■ AIM OF THE TASK ■
List every line of the material below that contains the word "silhouetted".
________________________
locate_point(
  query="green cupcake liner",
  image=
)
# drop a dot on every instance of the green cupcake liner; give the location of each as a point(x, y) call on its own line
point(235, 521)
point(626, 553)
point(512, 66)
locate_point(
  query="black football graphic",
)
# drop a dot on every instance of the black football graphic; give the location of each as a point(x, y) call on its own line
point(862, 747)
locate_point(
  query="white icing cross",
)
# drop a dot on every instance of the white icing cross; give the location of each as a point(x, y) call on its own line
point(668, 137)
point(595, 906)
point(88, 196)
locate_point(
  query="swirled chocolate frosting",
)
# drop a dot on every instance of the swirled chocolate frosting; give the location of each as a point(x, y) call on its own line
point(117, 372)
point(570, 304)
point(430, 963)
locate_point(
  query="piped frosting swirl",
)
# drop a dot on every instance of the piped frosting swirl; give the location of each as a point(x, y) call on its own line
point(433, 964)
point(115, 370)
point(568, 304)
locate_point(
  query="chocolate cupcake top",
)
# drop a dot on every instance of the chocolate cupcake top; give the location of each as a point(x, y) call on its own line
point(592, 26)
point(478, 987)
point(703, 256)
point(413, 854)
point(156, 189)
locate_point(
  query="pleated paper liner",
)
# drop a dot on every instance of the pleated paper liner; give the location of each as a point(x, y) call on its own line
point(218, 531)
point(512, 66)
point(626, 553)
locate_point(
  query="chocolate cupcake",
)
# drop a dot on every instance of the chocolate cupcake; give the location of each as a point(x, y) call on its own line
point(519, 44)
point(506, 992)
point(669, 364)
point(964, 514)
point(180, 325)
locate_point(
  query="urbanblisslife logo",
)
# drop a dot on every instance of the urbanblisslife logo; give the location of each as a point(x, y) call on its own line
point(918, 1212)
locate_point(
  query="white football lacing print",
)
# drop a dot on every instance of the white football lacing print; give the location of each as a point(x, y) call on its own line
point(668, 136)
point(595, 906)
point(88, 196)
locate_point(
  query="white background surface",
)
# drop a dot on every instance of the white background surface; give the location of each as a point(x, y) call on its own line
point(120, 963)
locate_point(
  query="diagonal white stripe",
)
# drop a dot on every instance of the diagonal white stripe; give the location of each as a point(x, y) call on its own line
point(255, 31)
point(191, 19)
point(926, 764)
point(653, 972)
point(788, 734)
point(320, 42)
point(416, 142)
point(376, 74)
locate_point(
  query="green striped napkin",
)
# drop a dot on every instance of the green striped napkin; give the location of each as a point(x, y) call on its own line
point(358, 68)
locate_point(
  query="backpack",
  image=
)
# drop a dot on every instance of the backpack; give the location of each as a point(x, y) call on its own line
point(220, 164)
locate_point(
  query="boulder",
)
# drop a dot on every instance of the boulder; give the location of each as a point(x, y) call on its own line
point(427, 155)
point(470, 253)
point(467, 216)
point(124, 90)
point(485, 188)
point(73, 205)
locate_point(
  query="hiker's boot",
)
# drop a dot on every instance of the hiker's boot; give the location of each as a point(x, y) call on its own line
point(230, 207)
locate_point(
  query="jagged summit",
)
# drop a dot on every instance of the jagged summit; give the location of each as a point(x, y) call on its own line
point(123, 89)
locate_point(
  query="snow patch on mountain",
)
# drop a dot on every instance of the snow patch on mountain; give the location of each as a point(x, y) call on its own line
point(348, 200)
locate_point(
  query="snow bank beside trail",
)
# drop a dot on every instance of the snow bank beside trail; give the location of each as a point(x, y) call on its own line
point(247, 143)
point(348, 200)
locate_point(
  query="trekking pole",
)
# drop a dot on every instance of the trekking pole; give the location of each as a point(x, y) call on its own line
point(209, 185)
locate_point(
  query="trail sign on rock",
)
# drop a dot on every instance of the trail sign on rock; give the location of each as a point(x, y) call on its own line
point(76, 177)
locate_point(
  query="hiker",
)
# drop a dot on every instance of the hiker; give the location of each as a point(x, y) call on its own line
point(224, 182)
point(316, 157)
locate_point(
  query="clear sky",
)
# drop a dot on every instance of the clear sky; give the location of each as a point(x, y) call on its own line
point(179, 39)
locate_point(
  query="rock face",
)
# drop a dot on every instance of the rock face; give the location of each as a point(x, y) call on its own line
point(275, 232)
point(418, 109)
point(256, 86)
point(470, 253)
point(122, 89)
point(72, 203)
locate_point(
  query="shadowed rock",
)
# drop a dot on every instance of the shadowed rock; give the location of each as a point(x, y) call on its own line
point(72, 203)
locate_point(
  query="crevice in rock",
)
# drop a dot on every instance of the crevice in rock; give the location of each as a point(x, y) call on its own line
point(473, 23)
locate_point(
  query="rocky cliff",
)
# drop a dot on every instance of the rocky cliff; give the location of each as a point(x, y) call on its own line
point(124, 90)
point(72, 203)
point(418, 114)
________________________
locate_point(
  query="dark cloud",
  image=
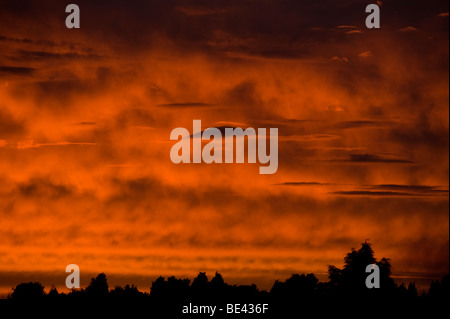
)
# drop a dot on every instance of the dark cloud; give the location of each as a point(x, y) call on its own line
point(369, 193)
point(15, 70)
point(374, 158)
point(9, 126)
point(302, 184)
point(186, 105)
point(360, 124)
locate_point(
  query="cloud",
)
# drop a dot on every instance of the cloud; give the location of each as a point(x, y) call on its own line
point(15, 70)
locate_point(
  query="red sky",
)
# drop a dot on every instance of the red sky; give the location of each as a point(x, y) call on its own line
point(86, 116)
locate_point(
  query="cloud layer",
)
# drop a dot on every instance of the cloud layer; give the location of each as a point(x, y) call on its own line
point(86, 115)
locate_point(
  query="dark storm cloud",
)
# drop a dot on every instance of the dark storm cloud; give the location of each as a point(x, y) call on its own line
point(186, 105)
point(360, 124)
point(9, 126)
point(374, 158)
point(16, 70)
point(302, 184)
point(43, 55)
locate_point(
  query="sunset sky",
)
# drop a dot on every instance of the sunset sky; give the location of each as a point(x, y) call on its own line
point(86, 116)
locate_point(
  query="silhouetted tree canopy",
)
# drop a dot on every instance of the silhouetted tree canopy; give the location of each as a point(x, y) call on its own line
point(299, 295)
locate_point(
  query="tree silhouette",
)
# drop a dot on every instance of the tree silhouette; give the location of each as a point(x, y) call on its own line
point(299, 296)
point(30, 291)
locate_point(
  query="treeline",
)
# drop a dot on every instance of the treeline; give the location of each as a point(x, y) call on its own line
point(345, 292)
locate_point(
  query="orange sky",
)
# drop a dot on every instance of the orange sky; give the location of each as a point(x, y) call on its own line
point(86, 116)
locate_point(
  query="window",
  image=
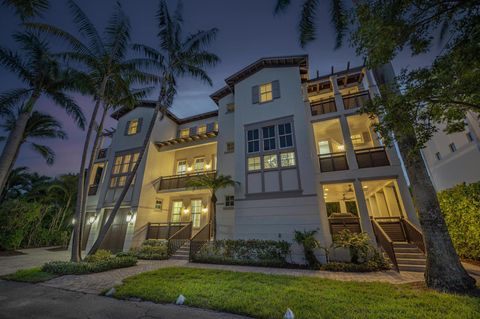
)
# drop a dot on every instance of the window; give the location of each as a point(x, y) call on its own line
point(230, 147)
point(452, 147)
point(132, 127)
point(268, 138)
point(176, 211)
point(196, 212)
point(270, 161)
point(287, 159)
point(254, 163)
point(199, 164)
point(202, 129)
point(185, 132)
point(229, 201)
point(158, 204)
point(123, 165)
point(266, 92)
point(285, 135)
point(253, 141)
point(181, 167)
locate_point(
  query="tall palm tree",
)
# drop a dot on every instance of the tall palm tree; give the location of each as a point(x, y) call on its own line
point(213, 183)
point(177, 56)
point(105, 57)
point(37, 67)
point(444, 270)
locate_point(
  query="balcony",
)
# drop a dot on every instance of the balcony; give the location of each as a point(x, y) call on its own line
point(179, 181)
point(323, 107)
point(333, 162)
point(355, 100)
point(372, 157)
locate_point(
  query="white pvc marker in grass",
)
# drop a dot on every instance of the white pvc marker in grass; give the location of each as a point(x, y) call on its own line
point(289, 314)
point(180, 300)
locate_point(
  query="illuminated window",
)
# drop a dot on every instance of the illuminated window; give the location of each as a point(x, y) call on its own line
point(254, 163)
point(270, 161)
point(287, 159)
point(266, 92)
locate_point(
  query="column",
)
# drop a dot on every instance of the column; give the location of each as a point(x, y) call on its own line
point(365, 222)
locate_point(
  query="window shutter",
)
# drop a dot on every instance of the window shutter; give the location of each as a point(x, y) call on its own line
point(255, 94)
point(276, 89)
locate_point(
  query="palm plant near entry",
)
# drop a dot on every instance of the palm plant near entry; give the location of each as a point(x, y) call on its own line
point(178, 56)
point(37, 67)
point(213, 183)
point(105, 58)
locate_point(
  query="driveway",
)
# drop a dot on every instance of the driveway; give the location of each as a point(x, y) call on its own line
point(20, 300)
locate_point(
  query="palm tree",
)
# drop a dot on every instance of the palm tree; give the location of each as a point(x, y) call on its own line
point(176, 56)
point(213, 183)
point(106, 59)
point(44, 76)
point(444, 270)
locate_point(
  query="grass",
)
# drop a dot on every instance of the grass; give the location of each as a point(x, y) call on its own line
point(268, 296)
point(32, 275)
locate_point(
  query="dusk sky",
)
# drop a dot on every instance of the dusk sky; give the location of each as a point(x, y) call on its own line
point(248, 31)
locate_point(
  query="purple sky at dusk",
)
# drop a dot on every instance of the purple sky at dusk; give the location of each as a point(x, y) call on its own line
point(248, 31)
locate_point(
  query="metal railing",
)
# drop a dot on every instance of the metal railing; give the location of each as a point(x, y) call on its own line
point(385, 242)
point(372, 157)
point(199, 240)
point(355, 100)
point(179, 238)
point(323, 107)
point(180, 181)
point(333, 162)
________________________
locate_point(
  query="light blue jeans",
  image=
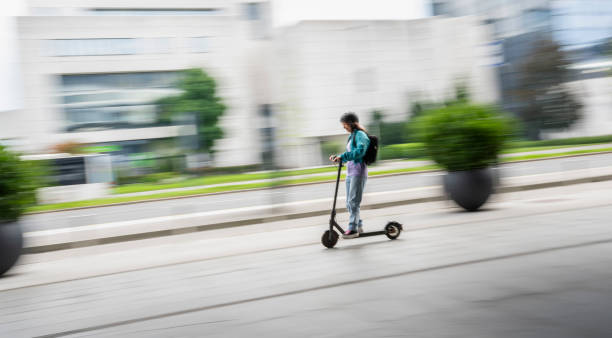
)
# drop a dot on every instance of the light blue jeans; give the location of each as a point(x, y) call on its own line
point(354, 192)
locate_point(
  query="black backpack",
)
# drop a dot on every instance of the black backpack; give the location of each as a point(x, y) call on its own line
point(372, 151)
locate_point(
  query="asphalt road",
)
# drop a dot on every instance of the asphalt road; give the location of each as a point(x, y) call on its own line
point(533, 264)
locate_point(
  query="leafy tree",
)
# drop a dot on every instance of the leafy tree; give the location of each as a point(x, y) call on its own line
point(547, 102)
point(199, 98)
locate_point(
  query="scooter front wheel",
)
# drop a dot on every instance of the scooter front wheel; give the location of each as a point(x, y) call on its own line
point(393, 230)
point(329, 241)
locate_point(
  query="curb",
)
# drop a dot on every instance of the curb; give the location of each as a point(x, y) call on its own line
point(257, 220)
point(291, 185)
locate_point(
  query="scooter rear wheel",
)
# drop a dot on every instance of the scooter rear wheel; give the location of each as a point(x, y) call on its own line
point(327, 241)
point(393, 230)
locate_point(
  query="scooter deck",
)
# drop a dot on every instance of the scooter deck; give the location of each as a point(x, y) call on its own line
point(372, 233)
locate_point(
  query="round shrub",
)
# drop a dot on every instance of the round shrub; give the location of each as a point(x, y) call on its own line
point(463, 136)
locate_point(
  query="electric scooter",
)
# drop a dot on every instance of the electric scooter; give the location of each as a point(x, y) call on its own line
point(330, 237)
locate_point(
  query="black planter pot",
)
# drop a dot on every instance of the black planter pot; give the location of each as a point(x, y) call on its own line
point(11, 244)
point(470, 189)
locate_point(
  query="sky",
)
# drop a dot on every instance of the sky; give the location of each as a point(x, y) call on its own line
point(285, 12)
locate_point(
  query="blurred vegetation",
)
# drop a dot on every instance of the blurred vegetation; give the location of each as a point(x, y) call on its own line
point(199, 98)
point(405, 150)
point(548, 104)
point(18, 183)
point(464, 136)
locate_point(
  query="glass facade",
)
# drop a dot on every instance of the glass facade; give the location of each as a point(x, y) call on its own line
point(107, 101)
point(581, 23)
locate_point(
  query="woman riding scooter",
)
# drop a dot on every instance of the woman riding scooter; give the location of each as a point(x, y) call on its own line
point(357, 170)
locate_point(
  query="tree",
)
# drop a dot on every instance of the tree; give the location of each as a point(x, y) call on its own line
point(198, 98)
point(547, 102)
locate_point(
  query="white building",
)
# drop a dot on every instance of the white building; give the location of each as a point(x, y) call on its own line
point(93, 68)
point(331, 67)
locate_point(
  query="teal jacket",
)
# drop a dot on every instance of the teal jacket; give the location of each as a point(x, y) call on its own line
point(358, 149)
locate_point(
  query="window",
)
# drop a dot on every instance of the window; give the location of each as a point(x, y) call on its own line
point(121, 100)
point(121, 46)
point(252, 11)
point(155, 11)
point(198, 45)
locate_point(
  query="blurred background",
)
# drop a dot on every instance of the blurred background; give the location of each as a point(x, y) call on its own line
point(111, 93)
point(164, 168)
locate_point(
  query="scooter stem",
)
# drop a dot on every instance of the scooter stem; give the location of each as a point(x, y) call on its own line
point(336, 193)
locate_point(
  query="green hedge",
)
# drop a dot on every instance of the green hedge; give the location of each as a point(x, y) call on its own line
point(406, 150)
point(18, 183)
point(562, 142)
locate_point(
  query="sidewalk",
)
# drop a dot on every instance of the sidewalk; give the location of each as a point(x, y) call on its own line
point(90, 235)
________________________
■ ANSWER TO THE EXERCISE ■
  query="silhouetted tree canopy",
# drop a dot on every instance of the silhouetted tree canopy; give the location of each as a point(x, y) call on its own line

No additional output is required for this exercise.